### Your task:
The response must consist of every record, restated word for word.

Start of Excerpted records

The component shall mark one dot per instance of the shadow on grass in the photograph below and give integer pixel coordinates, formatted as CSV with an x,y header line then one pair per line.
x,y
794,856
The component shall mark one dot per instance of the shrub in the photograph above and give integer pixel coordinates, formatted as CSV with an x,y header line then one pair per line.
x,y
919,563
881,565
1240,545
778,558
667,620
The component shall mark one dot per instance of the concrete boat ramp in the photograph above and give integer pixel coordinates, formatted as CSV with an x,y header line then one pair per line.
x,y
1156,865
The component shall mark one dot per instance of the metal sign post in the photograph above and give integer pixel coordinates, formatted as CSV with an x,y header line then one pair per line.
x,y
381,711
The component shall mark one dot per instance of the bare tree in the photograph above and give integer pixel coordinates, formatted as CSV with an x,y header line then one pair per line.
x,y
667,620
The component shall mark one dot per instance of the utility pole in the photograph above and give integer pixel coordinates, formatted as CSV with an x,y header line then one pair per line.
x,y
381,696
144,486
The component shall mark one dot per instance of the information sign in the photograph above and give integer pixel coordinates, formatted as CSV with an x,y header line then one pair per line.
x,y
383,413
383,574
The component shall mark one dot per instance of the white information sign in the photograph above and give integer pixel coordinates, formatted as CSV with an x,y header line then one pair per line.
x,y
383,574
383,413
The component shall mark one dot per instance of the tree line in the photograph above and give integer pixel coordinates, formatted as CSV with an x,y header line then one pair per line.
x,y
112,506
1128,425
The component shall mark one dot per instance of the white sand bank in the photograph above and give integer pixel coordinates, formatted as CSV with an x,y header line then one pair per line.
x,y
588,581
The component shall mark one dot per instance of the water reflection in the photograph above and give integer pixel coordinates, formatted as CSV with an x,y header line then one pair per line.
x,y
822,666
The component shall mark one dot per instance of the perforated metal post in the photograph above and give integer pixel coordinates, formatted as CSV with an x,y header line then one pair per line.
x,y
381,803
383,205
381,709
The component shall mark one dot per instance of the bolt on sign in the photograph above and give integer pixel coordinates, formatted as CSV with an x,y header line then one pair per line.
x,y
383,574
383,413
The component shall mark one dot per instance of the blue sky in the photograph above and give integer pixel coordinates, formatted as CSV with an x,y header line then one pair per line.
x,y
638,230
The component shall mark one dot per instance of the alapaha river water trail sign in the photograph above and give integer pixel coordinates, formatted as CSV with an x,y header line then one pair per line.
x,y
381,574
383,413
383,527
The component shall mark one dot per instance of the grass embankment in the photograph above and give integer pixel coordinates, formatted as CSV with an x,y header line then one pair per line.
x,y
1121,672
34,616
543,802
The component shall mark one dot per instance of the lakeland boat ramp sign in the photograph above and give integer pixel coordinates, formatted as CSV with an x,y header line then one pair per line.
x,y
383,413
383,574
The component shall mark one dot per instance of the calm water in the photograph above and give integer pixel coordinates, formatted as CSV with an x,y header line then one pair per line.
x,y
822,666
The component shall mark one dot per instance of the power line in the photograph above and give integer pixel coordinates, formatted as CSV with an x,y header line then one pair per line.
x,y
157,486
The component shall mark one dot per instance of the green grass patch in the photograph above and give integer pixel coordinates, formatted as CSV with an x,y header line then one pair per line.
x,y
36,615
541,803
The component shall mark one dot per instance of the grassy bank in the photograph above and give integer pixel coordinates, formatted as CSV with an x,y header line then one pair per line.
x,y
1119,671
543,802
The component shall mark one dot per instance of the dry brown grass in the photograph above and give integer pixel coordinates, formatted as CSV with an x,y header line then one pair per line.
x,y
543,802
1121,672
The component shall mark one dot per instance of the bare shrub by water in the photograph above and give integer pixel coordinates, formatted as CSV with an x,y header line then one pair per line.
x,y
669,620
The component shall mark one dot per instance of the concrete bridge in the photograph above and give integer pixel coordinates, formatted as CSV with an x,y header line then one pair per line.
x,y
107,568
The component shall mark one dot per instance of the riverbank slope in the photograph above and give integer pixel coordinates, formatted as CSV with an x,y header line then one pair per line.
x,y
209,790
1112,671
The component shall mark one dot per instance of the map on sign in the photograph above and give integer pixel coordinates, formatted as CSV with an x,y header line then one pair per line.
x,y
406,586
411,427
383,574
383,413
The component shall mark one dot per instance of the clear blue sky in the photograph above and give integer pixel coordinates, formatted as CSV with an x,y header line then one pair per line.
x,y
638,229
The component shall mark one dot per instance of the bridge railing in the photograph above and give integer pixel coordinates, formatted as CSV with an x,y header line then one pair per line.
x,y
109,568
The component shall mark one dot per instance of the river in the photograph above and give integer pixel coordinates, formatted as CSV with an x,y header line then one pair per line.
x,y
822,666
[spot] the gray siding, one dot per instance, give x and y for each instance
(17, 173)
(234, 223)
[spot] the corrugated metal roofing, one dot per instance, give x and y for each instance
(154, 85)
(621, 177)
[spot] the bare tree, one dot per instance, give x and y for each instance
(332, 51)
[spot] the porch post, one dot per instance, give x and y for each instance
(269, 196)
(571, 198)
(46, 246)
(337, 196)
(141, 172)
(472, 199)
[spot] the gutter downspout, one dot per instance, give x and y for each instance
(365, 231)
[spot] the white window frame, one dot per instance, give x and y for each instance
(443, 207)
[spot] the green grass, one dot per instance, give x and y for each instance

End of Excerpted records

### Response area:
The component shall mark one dot per instance of the shadow on grass in the photograph below and give integer pixel coordinates, formatted as CSV with an x,y header line then one pair per line.
x,y
794,856
The component shall mark one dot per instance of the shrub in the photograph above and give integer pixel coordinates, formatted as CSV with an x,y header line then one pair per line.
x,y
919,563
881,565
1240,545
778,558
667,620
The component shall mark one dot per instance of the concrete boat ramp in the photograph above and give integer pixel coordinates, formatted as CSV with an x,y header line then one pair per line.
x,y
1156,865
The component shall mark one dot per instance of the metal sign post in the photograph above and give integer pixel coordinates, formatted as CSV with an x,y header line then one pair per line.
x,y
381,711
The component shall mark one dot per instance of the bare tree in the photograph above and give integer pixel coordinates, formatted as CSV with an x,y header line then one pair per line.
x,y
667,620
The component shall mark one dot per instance of the utility pole in the photograph above and give integer pixel coordinates, formatted as CSV with an x,y header line then one pair per line.
x,y
381,696
144,486
The component shall mark one dot per instance of the information sign in the photograph above and give integer pixel coordinates, formatted as CSV with an x,y header line then one pair per line.
x,y
383,413
383,574
The component shall mark one dot per instance of the white information sign in the photograph above and give integer pixel coordinates, formatted as CSV with an x,y header line then one pair per line.
x,y
383,574
383,413
The component shall mark one dot per instance of the tree line in the photograph above and give integer pixel coordinates, formatted as CSV with an x,y header line then one pair per line.
x,y
112,506
1128,425
The component shall mark one dot per instance of the white sand bank in the photograph above and give integer pixel coordinates, formatted as CSV with an x,y header line then one pair per line.
x,y
588,581
The component shall mark one dot per instance of the water reflection in the photograph above and give integer pixel coordinates, formatted as CSV with an x,y header line then one pair per line.
x,y
822,666
The component shall mark one dot per instance of the perforated metal post in the photograph above and give integer pixel coordinates, formatted as CSV with an x,y header line then one pair per line.
x,y
381,803
383,205
381,709
The component shall mark one dot per instance of the bolt on sign in the photograph above and give integer pixel coordinates, formatted as CSV with an x,y header line then one pair per line.
x,y
383,574
383,413
The component shall mark one dot per instance of the blue sky in the photograph above and give integer pixel coordinates, formatted as CSV with an x,y header line then one pair per line.
x,y
638,230
The component shall mark one dot per instance of the alapaha river water trail sign in the photograph above and give integer pixel coordinates, formatted as CSV with an x,y header line then one pair per line.
x,y
381,574
383,413
383,527
The component shall mark one dot per instance of the grass embankment in the photograph above and give integer pixel coordinates, formatted as CSV with an x,y header line then one pair per line.
x,y
1121,672
34,616
543,802
The component shall mark one dot per instance of the lakeland boat ramp sign in the photograph above and give integer pixel coordinates, formatted as CSV with an x,y header line then one pair per line.
x,y
383,413
383,574
The component shall mark one dot per instance of the calm water in the photograph above and give integer pixel coordinates, formatted as CSV with an x,y header line then one pair per line.
x,y
822,666
The component shall mark one dot per instance of the power line in the photograph above and give integer pixel coordinates, formatted as CSV with an x,y header line then one pair per line.
x,y
157,486
The component shall mark one dot per instance of the green grass patch in the photograph above and give integer pixel coordinates, formatted as CSV with an x,y header line then one pair per line.
x,y
36,615
541,803
The component shall mark one dot per instance of the grassy bank in the photograph above and give integer pixel coordinates, formatted as CSV with an x,y header line then one pair per line.
x,y
1119,671
543,802
The component shall mark one dot per instance of the dry brown grass in the photograph above and give integer pixel coordinates, formatted as CSV with an x,y header line then one pair per line.
x,y
543,802
1121,672
The component shall mark one dot per instance of the bare shrub by water in the photograph above and give integer pixel coordinates, formatted as CSV with an x,y header line then one pair per line.
x,y
669,620
The component shall mark one dot per instance of the concrete bridge in the photograph above and give integer pixel coordinates, formatted as CSV with an x,y header line then one pair per line.
x,y
107,568
The component shall mark one dot per instance of the riverbank slope in the photograph above and give integer pixel coordinates, formatted as CSV with an x,y header line then one pair per line.
x,y
209,790
1112,671
The component shall mark one dot per instance of the map on sign in the photograph above and give integer pixel coordinates, formatted as CSV with an x,y header line then one pair per line.
x,y
406,586
411,427
383,574
383,413
The component shall mark one dot per instance of the clear blue sky in the photograph above and give integer pixel coordinates, formatted as CSV with an x,y header line then one pair per line.
x,y
638,229
The component shall mark one dot per instance of the bridge railing in the photograph above and give integer pixel coordinates, formatted as CSV with an x,y header line then one pair per line.
x,y
109,568
The component shall mark one dot per instance of the river in the photograph above and give integer pixel coordinates, formatted as CSV with an x,y header line then one pair per line.
x,y
822,666
[spot] the gray siding, one dot per instance, give x and y for each instance
(17, 173)
(234, 223)
[spot] the corrugated metal roofing, one dot per instance, give x and y for each instance
(154, 85)
(621, 177)
[spot] the bare tree, one dot per instance, give x and y for each instance
(332, 51)
[spot] the porch post, one dot per instance, give x and y for each instance
(269, 196)
(571, 198)
(46, 246)
(337, 196)
(141, 172)
(472, 199)
[spot] the gutter downspout, one dot per instance, give x and y for each instance
(365, 231)
[spot] the white window frame, one dot per instance, give x and y for each instance
(443, 207)
[spot] the green grass, one dot per instance, give x and y for each instance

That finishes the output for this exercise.